**SOURCE DATA:**

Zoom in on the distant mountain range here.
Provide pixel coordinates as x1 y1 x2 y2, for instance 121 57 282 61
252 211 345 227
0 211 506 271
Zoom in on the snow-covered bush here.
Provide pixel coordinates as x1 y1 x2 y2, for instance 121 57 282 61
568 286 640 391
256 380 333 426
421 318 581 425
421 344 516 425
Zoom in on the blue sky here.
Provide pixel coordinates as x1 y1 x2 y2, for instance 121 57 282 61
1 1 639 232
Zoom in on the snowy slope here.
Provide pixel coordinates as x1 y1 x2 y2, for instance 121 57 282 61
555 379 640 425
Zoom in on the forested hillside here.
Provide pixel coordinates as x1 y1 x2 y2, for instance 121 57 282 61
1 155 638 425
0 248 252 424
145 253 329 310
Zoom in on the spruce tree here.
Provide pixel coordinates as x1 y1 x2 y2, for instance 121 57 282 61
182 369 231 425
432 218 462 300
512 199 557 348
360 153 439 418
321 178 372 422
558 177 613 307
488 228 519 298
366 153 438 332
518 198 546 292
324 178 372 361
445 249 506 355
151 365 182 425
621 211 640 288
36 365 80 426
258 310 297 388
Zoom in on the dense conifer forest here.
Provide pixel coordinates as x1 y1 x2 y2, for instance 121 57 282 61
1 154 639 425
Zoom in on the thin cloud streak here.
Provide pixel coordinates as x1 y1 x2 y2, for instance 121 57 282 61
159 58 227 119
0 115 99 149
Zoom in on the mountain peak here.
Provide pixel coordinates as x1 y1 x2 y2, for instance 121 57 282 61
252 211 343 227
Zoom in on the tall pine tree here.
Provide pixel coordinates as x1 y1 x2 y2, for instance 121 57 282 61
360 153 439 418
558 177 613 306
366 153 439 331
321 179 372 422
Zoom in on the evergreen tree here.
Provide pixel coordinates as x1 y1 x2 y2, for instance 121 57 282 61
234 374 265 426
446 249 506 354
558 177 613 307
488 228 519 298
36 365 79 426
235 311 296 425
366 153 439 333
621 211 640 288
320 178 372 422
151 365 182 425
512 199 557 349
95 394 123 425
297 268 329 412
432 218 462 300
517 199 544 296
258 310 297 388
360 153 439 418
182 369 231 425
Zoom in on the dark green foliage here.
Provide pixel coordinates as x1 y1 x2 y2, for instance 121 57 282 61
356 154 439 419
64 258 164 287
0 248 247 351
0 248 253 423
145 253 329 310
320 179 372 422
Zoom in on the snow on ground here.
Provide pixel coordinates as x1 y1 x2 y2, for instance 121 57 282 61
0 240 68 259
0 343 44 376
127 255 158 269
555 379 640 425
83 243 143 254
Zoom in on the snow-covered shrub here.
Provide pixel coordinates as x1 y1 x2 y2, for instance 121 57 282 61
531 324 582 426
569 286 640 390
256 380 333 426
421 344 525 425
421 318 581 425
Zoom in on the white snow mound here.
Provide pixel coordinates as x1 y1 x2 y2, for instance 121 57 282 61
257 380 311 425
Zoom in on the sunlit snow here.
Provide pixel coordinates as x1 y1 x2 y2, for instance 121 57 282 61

**EXERCISE BRIEF:**
Please write out the records above once more, exactly and completely.

**TASK RESPONSE:**
Zoom in on the distant mountain range here.
Provide pixel coordinates as x1 y1 x2 y2, for instance 121 57 282 61
252 211 345 227
0 211 506 271
Zoom in on the snow-covered bush here.
Provide pixel coordinates as x1 y1 x2 y2, for instance 121 57 282 61
568 286 640 391
256 380 333 426
421 318 581 425
421 344 516 425
Zoom in on the blue sky here.
Provide pixel coordinates as x1 y1 x2 y2, for instance 121 57 282 61
1 1 639 232
Zoom in on the snowy slope here.
Provide pixel coordinates as x1 y1 x2 y2, for instance 121 57 282 61
555 379 640 425
Zoom in on the forested hillside here.
Provide pixel coordinates as x1 y1 x2 y2, for instance 121 57 282 61
1 155 638 425
0 248 252 424
145 253 329 310
Zoom in on the spruce tree here.
Provide pixel coordinates as x1 y1 x2 y2, for instance 121 57 282 61
182 369 231 425
432 218 462 300
512 199 557 348
360 153 439 418
321 178 372 422
558 177 613 307
488 228 519 298
366 153 438 332
518 198 546 292
324 178 372 361
445 249 506 355
151 365 182 425
621 211 640 288
36 365 80 426
258 310 297 388
Zoom in on the dense conifer forest here.
Provide pixel coordinates as x1 y1 x2 y2, for instance 121 57 282 61
1 154 639 425
Zoom in on the thin cloud streak here.
Provide pixel coordinates as x1 y1 x2 y2, for instance 121 57 282 61
159 58 227 119
0 115 99 149
Zoom in on the mountain peak here.
Provide pixel coordinates as x1 y1 x2 y2, for instance 121 57 282 61
252 211 343 227
Zoom in on the tall pine tree here.
Provide pixel coordinates as x1 y1 x2 y2, for instance 121 57 282 61
360 153 439 418
558 177 613 306
366 153 439 331
321 179 372 422
Zoom in on the evergreen tree here.
Provide pixel coordinates as x1 y1 x2 y2, for instance 121 57 282 61
234 374 265 426
446 249 506 354
558 177 613 307
488 228 519 298
36 365 79 426
235 311 296 425
366 153 439 333
621 211 640 288
320 178 372 422
151 365 182 425
512 199 557 349
95 394 123 425
297 268 329 412
432 218 462 300
517 199 544 296
258 310 297 388
360 153 439 418
182 369 231 425
Zoom in on the dark green foliage here.
Provide pixel coordinates as x1 y1 x2 y2, for instance 121 57 282 61
356 154 439 419
64 258 164 287
0 248 247 351
0 248 253 423
145 253 329 310
320 179 372 422
Zoom in on the snow on ground here.
Provide pixel coordinates as x1 y1 x2 y2, for instance 121 57 282 61
0 240 68 259
0 343 44 376
127 255 158 269
555 379 640 425
83 243 143 254
Zoom in on the snow-covered shrub here.
Provide pixel coordinates as x1 y1 x2 y2, for instance 121 57 282 61
531 324 582 426
569 286 640 390
256 380 333 426
421 344 525 425
421 318 581 425
Zoom in on the white snow mound here.
Provide pixel coordinates as x1 y1 x2 y2, for instance 121 57 282 61
257 380 311 425
Zoom in on the sunlit snow here.
Provide pixel coordinates as x1 y1 x2 y2, for instance 121 57 282 61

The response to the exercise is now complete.